→ **TASK INSTRUCTIONS**:
Return the listing below word for word, with every line kept in its original order.

→ **RECORD EXTRACTS**:
————

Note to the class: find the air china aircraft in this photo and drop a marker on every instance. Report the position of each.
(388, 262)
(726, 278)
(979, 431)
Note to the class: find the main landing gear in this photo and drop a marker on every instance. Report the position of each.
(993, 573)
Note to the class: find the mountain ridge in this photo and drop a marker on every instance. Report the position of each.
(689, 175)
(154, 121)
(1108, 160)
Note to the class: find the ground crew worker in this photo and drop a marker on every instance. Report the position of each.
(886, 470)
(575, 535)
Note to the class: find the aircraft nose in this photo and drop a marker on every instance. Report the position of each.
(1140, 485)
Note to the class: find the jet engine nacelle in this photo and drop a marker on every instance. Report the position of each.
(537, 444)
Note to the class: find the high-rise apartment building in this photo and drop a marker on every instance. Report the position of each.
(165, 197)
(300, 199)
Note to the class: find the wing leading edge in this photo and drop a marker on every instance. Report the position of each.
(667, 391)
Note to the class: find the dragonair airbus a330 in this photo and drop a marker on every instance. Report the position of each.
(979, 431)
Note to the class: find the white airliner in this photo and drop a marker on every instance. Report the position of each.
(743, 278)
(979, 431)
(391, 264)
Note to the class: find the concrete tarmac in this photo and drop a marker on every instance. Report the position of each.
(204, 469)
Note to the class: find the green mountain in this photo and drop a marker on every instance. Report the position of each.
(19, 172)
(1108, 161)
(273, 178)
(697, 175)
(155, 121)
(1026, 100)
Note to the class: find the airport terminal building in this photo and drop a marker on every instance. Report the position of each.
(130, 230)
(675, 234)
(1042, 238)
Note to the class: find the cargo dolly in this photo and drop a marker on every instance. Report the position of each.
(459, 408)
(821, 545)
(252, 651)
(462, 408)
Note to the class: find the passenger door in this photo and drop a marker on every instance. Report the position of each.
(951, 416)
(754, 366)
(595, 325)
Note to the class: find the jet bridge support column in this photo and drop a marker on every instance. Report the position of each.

————

→ **IN RESPONSE**:
Note to the class: find the air china aircraft in this photo and drop a marker on every instance. Report the position of each.
(388, 262)
(726, 278)
(979, 431)
Note to the class: find the main landing gear in this photo and drop a marker on every instance. Report the position of each.
(993, 573)
Note to the class: find the mountain ridge in this photo and drop a marker on every instance. Report the position of each.
(689, 175)
(154, 121)
(1108, 160)
Note to the class: find the ground crew worker in this photo and drop a marker on every instance. Report the position of each.
(886, 470)
(575, 535)
Note to the class: find the aircraft nose in this photo and drop a marker on every instance. Report the position of each.
(1140, 485)
Note to the class: find the jet engine nacelle in this photo and drop a marker on every instance. Report the position of each.
(537, 444)
Note to the class: find the high-rise apartment building in this photo and drop a marker on every instance. Report the position of each.
(165, 197)
(300, 199)
Note to the class: find the wing leading edge in this photo and drop a marker on every instance. Report the position of each.
(667, 391)
Note to the class: find the dragonair airbus a330 in this photo and drop a marker on every instance. Report the position of each.
(979, 431)
Note to the class: find the white airliner in this photo and drop a marker on every instance. Report the position of each.
(743, 278)
(979, 431)
(391, 264)
Note to the class: find the concrete tarmac in this photo and drop a marker on every instance. Report the position of each.
(204, 469)
Note to the class: find the green mountain in this photo and drop a marker on every instance. Report the position of each.
(19, 172)
(1108, 161)
(273, 178)
(697, 175)
(155, 121)
(1026, 100)
Note to the class: find the airport terminal building in this photo and drop a marker on every instance. Report the position of each.
(130, 230)
(675, 234)
(1042, 238)
Note to the class: find the cargo dolly in this photo and drop a marker on every instance. Report the position of each.
(459, 408)
(821, 545)
(252, 651)
(462, 408)
Note to the class: find the passenger door in this photo and drop a marker on every instance. Report the position of each.
(951, 416)
(754, 366)
(595, 325)
Note to the class: find the jet bridge support column in this photo and drop a marker on every instance. Report the position of each.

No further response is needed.